■ What is expected:
Please gather every line from the rows below that contains the string "target". Case counts, so copy only lines where the capitalization matches.

■ Provided data:
┏━━

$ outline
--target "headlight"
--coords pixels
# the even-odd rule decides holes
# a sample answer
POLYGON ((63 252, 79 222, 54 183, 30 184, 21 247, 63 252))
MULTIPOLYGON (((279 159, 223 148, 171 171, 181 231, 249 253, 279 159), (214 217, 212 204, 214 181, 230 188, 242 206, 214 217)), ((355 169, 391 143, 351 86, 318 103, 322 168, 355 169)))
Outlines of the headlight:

┗━━
┏━━

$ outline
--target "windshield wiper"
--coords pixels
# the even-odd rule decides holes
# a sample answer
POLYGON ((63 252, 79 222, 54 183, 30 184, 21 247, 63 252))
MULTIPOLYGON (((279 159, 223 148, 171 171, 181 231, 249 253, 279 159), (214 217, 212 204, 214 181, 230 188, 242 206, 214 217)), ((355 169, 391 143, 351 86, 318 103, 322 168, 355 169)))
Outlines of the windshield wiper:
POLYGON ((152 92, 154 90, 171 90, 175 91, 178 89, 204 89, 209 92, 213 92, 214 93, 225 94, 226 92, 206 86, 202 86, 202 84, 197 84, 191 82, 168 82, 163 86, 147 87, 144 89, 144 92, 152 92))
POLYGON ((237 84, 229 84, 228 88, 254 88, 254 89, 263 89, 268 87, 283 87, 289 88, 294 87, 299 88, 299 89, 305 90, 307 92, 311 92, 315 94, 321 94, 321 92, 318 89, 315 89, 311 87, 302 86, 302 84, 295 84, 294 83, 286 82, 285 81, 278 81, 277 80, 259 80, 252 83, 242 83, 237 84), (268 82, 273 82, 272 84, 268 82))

┗━━
┏━━

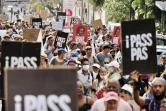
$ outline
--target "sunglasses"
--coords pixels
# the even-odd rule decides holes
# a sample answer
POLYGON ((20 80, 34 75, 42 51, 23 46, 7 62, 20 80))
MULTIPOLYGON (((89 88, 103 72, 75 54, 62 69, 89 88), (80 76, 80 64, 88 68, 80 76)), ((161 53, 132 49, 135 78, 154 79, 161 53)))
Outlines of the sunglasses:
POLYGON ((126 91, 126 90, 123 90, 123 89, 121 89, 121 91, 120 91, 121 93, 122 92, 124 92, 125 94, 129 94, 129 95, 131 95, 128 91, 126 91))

┗━━

■ Completed exercise:
--target "headlight"
--target "windshield wiper"
--target "sunglasses"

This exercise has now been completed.